_Work order:_
Please print the entries below exactly, from the line with "point_to reports the position of each instance of the clear" through the line with "point_to reports the position of each instance of the pink", including both of those lines and leaving out all others.

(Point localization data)
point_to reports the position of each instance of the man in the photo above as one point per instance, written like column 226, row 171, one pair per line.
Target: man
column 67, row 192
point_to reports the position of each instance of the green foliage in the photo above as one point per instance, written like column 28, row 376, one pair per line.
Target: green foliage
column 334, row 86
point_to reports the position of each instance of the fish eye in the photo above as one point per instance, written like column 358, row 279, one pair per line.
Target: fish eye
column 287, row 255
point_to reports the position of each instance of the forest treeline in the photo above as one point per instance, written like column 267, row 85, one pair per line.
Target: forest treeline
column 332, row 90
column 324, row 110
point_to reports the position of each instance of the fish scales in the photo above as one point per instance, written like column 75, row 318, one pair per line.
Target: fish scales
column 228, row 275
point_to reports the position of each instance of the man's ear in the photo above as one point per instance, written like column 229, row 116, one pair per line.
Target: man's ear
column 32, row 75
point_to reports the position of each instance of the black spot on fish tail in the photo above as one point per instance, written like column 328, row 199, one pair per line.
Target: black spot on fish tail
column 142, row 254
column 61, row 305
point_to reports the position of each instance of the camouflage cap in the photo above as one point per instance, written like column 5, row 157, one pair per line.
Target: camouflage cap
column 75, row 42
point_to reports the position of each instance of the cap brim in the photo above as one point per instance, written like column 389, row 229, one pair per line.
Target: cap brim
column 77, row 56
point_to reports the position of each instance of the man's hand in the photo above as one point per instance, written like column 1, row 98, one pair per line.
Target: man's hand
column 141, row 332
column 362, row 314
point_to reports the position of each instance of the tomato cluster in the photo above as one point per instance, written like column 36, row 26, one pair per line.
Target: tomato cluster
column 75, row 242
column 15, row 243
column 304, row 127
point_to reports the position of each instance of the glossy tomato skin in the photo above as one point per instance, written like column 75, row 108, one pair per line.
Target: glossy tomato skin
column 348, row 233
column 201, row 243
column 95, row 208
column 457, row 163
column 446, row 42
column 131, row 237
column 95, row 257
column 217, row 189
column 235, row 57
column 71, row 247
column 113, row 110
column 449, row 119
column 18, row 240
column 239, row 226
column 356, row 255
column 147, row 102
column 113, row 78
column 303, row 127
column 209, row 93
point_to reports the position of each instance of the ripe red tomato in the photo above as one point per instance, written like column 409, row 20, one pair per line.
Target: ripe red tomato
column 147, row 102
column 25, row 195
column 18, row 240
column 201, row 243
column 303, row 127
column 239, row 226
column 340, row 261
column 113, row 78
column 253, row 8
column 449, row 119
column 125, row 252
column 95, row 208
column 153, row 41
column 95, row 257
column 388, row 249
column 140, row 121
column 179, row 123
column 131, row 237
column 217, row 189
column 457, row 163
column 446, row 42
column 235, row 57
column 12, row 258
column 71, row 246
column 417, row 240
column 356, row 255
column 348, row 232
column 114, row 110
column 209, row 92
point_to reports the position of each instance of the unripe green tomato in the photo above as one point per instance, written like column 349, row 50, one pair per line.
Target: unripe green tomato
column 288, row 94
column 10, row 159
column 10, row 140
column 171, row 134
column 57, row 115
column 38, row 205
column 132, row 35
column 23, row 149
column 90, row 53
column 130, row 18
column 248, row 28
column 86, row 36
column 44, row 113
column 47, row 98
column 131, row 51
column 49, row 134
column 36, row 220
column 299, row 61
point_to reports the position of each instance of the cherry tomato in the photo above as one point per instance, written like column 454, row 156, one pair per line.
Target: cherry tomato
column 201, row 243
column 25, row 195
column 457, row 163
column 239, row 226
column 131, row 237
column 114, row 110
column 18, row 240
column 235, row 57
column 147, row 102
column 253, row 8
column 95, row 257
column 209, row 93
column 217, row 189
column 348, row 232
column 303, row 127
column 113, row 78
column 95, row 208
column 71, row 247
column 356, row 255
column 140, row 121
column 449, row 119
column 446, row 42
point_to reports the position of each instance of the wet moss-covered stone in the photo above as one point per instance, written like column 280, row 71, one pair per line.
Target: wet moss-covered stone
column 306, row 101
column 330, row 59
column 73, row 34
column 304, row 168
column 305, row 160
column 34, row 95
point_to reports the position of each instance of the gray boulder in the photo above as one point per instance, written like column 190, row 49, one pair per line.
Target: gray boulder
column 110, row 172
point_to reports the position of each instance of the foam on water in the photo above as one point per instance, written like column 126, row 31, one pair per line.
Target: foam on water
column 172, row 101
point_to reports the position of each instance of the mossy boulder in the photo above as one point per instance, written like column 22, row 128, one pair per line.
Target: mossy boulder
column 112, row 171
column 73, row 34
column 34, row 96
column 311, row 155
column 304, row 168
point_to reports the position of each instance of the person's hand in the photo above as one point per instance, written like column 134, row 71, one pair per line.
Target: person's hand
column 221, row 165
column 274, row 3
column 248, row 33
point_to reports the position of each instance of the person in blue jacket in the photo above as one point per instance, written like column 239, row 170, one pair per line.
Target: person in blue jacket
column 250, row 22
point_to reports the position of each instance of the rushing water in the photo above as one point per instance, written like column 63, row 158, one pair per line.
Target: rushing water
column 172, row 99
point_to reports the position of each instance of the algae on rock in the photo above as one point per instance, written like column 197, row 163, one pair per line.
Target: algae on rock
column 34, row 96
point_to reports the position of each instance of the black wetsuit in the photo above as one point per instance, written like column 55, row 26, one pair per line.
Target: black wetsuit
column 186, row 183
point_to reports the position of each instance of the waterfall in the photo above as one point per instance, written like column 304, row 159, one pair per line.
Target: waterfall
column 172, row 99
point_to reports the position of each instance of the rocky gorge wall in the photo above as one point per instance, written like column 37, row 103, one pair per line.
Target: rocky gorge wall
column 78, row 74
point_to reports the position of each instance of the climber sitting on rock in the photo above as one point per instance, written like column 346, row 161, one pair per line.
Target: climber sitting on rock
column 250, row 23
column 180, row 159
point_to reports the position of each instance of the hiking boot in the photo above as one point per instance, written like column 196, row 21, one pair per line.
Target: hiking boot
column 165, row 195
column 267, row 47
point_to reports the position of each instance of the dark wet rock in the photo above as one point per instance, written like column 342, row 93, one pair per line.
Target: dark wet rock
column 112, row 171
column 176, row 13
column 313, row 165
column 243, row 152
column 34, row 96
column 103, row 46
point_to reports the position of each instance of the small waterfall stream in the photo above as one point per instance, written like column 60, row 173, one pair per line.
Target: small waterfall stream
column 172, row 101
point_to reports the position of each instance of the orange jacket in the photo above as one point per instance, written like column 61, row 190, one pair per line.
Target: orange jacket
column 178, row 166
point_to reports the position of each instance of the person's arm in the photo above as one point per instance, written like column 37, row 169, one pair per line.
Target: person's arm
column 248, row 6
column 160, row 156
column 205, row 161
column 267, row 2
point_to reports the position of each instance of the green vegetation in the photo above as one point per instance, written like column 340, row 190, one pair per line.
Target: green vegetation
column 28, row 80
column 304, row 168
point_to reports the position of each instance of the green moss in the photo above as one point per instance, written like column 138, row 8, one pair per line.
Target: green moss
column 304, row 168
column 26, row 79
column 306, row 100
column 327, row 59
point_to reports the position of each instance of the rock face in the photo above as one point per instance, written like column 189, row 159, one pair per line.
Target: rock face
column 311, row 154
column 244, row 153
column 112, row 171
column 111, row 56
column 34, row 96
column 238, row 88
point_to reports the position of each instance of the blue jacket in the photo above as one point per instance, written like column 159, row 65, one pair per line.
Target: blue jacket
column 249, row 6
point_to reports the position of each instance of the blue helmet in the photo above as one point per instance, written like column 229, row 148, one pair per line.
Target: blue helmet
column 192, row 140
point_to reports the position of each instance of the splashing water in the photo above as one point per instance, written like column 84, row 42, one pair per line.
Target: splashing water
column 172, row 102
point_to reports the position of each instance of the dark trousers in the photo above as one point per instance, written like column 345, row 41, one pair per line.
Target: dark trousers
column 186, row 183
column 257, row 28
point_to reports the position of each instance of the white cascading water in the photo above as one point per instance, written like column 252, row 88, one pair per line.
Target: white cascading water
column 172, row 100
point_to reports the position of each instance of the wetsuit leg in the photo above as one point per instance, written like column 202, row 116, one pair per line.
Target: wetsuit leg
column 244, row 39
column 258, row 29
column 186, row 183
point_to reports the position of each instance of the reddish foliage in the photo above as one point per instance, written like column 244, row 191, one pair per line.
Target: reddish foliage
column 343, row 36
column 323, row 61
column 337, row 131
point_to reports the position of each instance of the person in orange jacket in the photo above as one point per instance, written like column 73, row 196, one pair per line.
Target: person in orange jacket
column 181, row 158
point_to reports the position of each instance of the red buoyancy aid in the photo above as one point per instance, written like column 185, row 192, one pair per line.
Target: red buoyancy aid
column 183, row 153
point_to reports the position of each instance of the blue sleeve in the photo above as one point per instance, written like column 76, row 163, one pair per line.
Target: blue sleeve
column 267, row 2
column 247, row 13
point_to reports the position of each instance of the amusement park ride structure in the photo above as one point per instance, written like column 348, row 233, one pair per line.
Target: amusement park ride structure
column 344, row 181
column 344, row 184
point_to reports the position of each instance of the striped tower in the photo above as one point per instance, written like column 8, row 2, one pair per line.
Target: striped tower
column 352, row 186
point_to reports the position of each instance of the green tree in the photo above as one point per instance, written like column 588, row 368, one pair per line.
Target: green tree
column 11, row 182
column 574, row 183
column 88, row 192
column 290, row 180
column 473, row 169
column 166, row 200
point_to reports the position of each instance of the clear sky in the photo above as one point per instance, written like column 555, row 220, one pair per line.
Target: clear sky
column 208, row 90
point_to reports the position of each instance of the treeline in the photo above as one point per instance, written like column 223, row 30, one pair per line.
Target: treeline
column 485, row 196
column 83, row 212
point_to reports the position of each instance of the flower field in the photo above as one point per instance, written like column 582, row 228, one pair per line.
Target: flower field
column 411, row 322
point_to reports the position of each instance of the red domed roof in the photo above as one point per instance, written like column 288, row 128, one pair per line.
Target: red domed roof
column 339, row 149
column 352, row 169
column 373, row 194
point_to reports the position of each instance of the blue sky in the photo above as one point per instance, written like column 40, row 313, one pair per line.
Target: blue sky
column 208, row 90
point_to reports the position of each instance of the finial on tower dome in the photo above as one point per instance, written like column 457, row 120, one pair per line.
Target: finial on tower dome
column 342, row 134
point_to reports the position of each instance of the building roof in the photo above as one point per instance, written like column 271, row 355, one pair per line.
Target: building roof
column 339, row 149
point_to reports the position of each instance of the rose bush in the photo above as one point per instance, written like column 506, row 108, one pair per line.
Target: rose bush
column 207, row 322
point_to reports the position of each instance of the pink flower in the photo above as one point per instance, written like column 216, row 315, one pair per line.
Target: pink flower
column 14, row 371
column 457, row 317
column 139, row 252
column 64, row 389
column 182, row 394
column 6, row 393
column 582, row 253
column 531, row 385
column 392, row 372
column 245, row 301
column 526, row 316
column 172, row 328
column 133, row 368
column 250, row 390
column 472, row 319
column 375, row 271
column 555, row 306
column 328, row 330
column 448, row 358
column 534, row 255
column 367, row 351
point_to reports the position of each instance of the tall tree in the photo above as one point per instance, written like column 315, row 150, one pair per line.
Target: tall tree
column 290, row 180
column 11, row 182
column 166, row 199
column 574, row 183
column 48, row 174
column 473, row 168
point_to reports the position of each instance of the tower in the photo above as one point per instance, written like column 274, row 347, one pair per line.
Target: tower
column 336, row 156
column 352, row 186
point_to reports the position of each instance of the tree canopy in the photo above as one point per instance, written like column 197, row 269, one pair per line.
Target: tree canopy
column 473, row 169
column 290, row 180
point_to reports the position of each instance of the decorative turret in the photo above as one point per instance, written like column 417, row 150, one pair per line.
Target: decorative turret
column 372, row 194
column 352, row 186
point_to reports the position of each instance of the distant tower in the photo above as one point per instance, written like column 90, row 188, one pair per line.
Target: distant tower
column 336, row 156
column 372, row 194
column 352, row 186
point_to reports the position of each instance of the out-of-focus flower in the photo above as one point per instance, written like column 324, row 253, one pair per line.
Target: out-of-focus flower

_Finished task:_
point_to reports the position of each instance of the clear sky in the photo above as one point per instance, written like column 555, row 220, one pair per line.
Target: clear sky
column 208, row 90
point_to reports the position of each instance of the treeline in the photo above as one point per instance, written like column 223, row 30, one pair per line.
Target: treeline
column 485, row 196
column 83, row 212
point_to reports the position of each instance of the flower field in the photo above as one point per instance, written like column 582, row 228, one pair per line.
Target: flower field
column 411, row 322
point_to reports the position of each instance of the red domed roof in the photo above as one point per instance, written like column 288, row 128, one pair per line.
Target: red domed roof
column 339, row 149
column 352, row 169
column 373, row 194
point_to reports the position of each instance of the blue sky in the photo above as one point per instance, written like column 40, row 313, one pair per line.
Target: blue sky
column 208, row 90
point_to reports the position of each instance of the finial on tower dome in the photo above as one point per instance, written like column 457, row 120, one pair per line.
Target: finial on tower dome
column 342, row 134
point_to reports the position of each instance of the building roof in the photo above as one point per instance, written like column 271, row 355, one pair per line.
Target: building roof
column 339, row 149
point_to reports the position of each instance of the rose bush in the photo above as one point per instance, written like column 506, row 108, one pair per line.
Target: rose bush
column 207, row 322
point_to reports the position of each instance of the pink flower in the photo above as one point per instance, written like column 216, row 315, one pair per line.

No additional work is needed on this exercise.